Por Thiago Cortês
O
bom e velho Christopher Hitchens já advertia os encrenqueiros de
plantão: para desafiar o consenso você deve estar disposto a ser chato.
Muito chato mesmo.
É preciso desenvolver a capacidade de voltar,
sempre que necessário, aos temas e personagens já repisados. Em um
esforço supra-humano, volto a falar em Ariovaldo Ramos e tudo aquilo que
os leitores do Gospel Prime talvez já estejam cansados de ler sobre
ele.
Volto ao tema porque a comparação que apresento aqui talvez
seja esclarecedora. Todos estão cansados de saber do apoio de Ariovaldo
ao chavismo. Vocês já leram aqui que o pastor brasileiro foi à Venezuela
para, pessoalmente, oferecer seu apoio ao ditador Hugo Chávez.
◇ ◇ ◇ ◇ ◇
_TAREFA A_
No trecho citado, a que país o pastor brasileiro foi para oferecer pessoalmente seu apoio a Hugo Chávez?

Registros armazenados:
◇ ◇ ◇ ◇ ◇
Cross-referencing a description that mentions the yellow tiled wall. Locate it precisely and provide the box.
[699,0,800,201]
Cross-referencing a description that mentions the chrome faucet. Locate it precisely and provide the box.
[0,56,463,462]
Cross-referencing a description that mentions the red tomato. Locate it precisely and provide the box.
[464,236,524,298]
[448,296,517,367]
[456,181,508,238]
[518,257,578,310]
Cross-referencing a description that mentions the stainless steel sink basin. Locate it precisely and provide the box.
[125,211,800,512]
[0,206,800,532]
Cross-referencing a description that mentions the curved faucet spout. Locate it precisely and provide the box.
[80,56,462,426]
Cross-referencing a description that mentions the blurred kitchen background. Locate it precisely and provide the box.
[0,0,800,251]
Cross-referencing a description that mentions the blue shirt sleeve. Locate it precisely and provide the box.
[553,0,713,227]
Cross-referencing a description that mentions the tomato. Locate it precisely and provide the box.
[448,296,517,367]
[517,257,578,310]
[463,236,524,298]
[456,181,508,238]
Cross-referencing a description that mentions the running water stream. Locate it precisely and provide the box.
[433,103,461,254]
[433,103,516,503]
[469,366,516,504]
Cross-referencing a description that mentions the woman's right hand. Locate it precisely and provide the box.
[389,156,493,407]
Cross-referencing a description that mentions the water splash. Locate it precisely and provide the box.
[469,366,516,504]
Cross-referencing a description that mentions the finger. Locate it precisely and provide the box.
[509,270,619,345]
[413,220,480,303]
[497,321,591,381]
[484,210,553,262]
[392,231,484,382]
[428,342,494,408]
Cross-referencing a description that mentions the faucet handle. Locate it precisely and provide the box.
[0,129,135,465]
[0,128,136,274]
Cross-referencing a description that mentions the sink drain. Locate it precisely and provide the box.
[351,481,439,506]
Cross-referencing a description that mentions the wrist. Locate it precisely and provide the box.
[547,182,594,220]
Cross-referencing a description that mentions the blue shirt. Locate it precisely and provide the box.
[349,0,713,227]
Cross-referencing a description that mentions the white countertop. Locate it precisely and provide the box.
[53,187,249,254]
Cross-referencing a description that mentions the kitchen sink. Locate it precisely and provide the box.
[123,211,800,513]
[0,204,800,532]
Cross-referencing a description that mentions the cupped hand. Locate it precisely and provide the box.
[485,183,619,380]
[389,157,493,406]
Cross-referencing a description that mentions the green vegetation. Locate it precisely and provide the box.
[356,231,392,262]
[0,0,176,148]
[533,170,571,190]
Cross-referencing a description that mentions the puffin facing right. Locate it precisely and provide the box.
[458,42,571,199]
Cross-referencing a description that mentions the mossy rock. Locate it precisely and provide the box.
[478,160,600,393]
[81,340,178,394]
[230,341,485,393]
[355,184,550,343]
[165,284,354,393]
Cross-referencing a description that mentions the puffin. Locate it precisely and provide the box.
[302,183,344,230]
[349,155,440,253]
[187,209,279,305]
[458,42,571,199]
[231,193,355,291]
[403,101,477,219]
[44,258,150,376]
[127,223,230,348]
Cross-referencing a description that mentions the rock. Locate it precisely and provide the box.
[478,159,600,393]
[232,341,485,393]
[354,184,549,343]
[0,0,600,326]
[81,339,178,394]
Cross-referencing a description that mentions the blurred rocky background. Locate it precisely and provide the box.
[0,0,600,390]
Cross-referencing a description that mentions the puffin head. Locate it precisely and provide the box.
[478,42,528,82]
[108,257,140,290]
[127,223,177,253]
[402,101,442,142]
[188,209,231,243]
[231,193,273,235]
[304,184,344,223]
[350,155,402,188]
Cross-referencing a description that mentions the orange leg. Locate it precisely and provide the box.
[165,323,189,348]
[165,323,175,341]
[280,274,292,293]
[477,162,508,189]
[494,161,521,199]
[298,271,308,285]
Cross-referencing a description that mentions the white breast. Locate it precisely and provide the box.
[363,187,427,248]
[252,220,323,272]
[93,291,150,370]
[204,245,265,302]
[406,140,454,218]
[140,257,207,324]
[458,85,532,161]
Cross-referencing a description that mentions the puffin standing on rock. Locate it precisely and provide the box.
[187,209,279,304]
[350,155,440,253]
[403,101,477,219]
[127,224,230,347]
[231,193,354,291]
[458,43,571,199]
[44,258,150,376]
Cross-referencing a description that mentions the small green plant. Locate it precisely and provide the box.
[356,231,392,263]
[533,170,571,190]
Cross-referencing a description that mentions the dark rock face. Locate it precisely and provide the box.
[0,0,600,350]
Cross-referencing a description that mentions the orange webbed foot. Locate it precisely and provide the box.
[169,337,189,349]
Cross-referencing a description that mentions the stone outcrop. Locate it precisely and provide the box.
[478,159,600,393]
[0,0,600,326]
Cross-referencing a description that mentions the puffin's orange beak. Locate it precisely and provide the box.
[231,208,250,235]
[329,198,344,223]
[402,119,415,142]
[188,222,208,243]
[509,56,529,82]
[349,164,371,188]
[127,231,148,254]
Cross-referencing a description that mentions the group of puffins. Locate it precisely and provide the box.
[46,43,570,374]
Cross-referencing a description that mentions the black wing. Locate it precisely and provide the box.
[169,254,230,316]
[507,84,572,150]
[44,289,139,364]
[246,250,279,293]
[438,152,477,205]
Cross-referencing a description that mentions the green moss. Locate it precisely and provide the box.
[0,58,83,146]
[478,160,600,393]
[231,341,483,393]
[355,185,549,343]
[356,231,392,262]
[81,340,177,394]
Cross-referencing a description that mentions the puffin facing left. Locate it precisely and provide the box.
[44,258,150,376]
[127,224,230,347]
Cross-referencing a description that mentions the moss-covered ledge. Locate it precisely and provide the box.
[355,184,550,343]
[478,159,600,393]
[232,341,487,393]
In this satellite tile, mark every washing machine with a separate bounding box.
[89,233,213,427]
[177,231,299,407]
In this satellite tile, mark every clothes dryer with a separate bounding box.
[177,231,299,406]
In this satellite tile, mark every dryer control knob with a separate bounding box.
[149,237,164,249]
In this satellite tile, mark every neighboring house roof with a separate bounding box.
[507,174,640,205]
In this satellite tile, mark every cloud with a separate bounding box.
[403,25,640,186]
◇ ◇ ◇ ◇ ◇
_TAREFA B_
Conte as linhas dos registros que trazem a palavra "background" e informe apenas o número.

_RESPOSTA COMPLETA A_
À Venezuela.

_RESPOSTA COMPLETA B_
2